_WHAT THE TASK REQUIRES_: Retype the listing below exactly, beginning at the line that contains "of the cabinet" and ending with its last line.

──────────

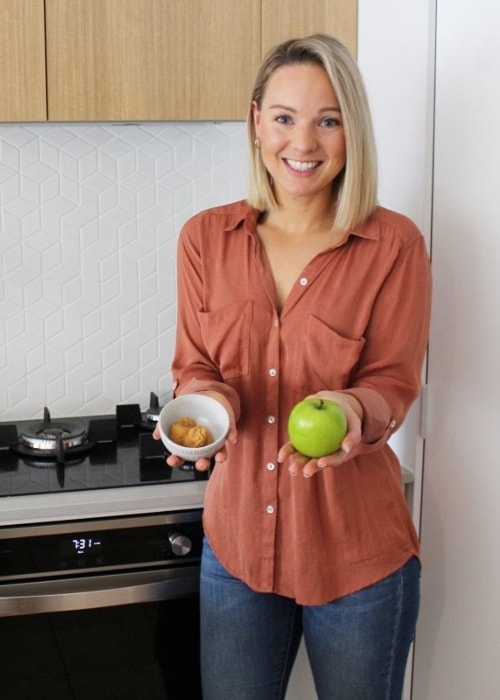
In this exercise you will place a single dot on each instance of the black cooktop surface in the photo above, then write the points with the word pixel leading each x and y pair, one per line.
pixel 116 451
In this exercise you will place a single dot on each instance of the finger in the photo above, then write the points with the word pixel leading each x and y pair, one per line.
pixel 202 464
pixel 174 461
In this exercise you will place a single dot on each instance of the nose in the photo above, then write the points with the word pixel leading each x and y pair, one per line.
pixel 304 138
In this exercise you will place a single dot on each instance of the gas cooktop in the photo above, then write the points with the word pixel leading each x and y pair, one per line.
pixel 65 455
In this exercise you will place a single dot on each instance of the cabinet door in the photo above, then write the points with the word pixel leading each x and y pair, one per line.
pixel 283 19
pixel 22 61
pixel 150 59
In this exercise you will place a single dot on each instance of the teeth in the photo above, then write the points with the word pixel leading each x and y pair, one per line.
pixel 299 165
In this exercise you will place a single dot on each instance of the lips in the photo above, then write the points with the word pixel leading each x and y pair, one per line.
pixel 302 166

──────────

_RESULT FOR THIS EXERCISE_:
In this exercise you will place a single dot on each instance of the cabinet door in the photo above, then write the points with the word pixel leading each x and y pair, one per line.
pixel 283 19
pixel 22 61
pixel 150 59
In this exercise you will place a single dot on each instance of the teeth in the photo above, then write the points with the word pixel leading each x and y pair, one per line.
pixel 299 165
In this exercise you will place a single dot on each instance of the lips in the photo above, then write the points with the word pixel leading each x and y pair, one per line.
pixel 302 166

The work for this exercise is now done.